> **DOCUMENT SEGMENT**
··········
Principle: Uses sequencing by synthesis (SBS), where fluorescently-labeled nucleotides are added to the DNA strand, and their incorporation is detected by their fluorescence.
Process: DNA is fragmented and adapters are ligated to fragments. The fragments are then attached to a solid surface and amplified to form clusters. Sequencing is performed in a flow cell, and millions of fragments are sequenced in parallel.
Read Length: Typically generates short reads ranging from 50 to 300 bases.
Throughput: Provides a high-throughput option, capable of sequencing millions of fragments simultaneously, making it suitable for large-scale genomic projects.

Attachment of DNA fragments to flow cell, bridge amplification creates clusters

Sequencing by synthesis with reversible terminators

Paired end sequencing by sequencing each end separately

Limitations: Alignment of structural variants, De novo assembly of complex genomes, and sequencing of repetitive regions

Long Read Sequencing

Long Read Sequencing, often associated with technologies like PacBio Sequencing and Oxford Nanopore, provides the ability to sequence much longer DNA fragments.
··········
(Records from a collection)
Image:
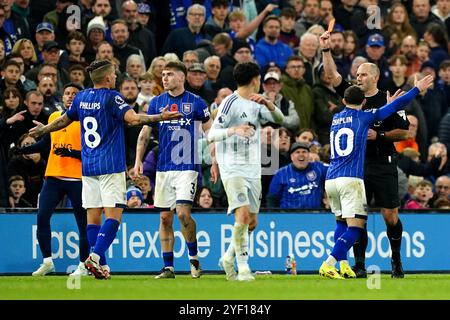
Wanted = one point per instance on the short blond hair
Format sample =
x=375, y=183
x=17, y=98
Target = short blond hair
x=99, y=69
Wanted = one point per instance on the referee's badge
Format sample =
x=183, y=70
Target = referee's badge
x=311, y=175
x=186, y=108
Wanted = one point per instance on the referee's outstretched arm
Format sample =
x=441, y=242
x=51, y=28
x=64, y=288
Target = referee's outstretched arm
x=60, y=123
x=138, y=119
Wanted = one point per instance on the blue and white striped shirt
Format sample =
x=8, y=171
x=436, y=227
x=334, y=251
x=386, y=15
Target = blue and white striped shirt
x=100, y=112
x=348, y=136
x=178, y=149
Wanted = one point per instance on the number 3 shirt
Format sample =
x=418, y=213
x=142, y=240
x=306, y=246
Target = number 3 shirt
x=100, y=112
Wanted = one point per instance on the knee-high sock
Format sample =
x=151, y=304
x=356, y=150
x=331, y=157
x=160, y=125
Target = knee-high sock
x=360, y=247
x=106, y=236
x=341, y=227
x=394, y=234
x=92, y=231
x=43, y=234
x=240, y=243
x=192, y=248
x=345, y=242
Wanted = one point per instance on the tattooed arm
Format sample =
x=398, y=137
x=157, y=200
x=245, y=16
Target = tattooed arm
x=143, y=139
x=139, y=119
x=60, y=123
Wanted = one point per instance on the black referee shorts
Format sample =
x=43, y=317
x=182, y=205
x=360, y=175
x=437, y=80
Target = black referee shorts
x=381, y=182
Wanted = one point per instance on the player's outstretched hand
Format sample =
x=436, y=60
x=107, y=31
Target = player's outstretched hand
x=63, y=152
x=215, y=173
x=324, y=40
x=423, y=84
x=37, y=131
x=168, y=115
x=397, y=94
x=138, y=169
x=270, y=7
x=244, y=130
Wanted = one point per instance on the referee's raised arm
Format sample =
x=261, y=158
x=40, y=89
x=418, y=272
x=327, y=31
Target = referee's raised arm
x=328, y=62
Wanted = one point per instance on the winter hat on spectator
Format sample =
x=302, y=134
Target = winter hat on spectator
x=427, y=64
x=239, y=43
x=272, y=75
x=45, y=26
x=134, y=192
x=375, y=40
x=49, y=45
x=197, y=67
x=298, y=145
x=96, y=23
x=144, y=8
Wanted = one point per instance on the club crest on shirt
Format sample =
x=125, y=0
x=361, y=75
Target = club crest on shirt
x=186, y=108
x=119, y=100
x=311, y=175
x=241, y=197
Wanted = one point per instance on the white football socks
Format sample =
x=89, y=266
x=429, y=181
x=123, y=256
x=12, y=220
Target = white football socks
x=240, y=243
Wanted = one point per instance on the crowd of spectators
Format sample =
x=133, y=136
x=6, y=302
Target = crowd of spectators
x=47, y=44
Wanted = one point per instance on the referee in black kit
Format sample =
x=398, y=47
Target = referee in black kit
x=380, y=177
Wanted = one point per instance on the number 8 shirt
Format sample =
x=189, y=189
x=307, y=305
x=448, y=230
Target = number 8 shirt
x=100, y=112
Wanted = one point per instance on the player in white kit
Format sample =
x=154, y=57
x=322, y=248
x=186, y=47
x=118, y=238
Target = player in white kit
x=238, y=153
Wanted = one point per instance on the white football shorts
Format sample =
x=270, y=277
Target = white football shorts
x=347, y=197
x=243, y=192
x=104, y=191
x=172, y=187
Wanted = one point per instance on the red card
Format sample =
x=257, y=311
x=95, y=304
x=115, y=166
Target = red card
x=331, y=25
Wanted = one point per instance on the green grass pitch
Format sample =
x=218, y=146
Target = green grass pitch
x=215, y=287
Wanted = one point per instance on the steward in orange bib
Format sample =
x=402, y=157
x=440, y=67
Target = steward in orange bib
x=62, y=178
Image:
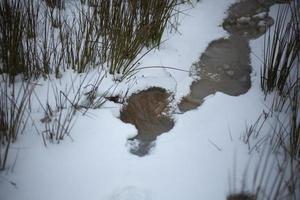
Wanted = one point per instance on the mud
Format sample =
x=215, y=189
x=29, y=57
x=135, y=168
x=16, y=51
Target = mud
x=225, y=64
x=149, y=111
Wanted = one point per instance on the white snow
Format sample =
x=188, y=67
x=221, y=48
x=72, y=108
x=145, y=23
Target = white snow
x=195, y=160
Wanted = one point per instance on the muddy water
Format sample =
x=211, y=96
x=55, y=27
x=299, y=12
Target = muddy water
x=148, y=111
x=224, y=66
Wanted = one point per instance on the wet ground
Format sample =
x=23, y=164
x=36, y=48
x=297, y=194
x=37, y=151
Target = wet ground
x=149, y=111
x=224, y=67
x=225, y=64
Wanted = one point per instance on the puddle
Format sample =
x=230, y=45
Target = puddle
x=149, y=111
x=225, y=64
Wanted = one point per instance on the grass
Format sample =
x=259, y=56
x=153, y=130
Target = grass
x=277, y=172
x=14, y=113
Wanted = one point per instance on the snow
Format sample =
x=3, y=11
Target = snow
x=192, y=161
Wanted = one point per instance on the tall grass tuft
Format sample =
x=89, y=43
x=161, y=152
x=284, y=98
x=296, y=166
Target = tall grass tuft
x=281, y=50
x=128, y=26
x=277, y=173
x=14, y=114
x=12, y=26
··········
> **THE TASK**
Continue the text on DNA sequencing methods, picking up after its final sentence.

> **TASK ANSWER**
Principle: Directly sequences single molecules of DNA, enabling the detection of long stretches of nucleotides in a single read without the need for assembly of short reads.
Process: PacBio uses Circular Consensus Sequencing to obtain HiFi reads single-molecule real-time (SMRT) sequencing, where a DNA polymerase incorporates labeled nucleotides into a DNA template strand. Nanopore sequencing uses protein nanopores through which individual DNA molecules are threaded, and changes in ionic current are measured as nucleotides pass through.
Read Length: Capable of generating read lengths in the kilobase to megabase range.
Application: Particularly useful for genome assembly, identification of structural variants, and sequencing of areas with high GC content or repeats.
Can detect DNA modifications (e.g., methylation) directly from the sequence (no need to synthesize a complementary strand).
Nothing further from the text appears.